TÂCHES DEMANDÉES:
1. Comment traduiriez-vous en anglais la phrase « Le soutien de la mairie, qui paye le loyer, a été décisif. », tirée de l'article sur les cafés associatifs ?
2. Pouvez-vous reproduire à l'identique le passage de l'article sur les cafés associatifs qui va de « A une dizaine » jusqu'à « Alain, retraité bénévole. » ?

EXTRAIT FOURNI:
┌────────
Ouvert en septembre dernier à l'initiative de trois mères de famille, le "CAP" est l'unique café de ce village de 1 200 habitants, à 30 km de Rennes, depuis la fermeture du dernier café-tabac-relais de poste en 2018. "On voyait que le bourg s'éteignait, qu'on allait devenir un village dortoir. Même la messe tourne", raconte Lydie Sevestre, 49 ans, présidente de l'association qui gère le café.
Tenu par une trentaine de bénévoles, ouvert seulement le vendredi soir et le dimanche matin, le café se veut un "lieu d'amitié". Au programme : concerts, apéros, ornithologie, déco de Noël, retransmission de rugby... et des huîtres le dimanche. Le soutien de la mairie, qui paye le loyer, a été décisif. "On ressent l'incidence négative de la métropole qui capte les emplois, les commerces, et restitue peu aux territoires ruraux", regrette le maire Jean-Marie Princen.
A une dizaine de kilomètres, la "Barnadette" a vu le jour en juin à Chanteloup. La mairie a très vite adhéré au projet de l'association d'habitants "Les petits liens" en rachetant la maison de l'ancienne doyenne du village pour y installer le bar. De l'atelier jus de pomme à l'escape game, "le but est créer du lien en évitant le bar de bobos, mais ce n'est pas toujours facile de faire venir les gens", reconnaît Alain, retraité bénévole.
Loin de l'image des bars classiques, les cafés associatifs entendent d'abord rassembler les habitants autour d'événements, et évitent soigneusement les interférences avec les autres fêtes associatives. En Bretagne, où 8 % des cafés ont disparu entre 2009 et 2015, selon le Credoc, les initiatives citoyennes progressent, "avec une accélération à partir de 2013", selon Pascal Glemain, maître de conférences en Économie sociale et solidaire à Rennes 2.
"Espace de vie sociale"
└────────
MATÉRIEL:
┌────────
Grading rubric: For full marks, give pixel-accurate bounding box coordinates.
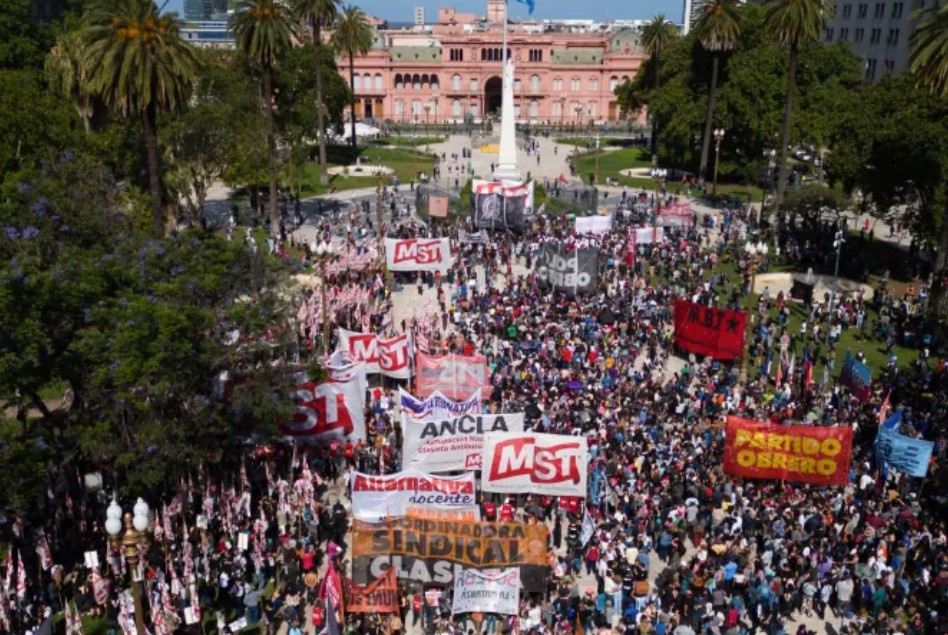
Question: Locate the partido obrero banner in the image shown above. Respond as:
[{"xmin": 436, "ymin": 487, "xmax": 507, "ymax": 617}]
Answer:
└────────
SOLUTIONS COMPLÈTES:
1. Support from the town hall, which pays the rent, was decisive.

2.
A une dizaine de kilomètres, la "Barnadette" a vu le jour en juin à Chanteloup. La mairie a très vite adhéré au projet de l'association d'habitants "Les petits liens" en rachetant la maison de l'ancienne doyenne du village pour y installer le bar. De l'atelier jus de pomme à l'escape game, "le but est créer du lien en évitant le bar de bobos, mais ce n'est pas toujours facile de faire venir les gens", reconnaît Alain, retraité bénévole.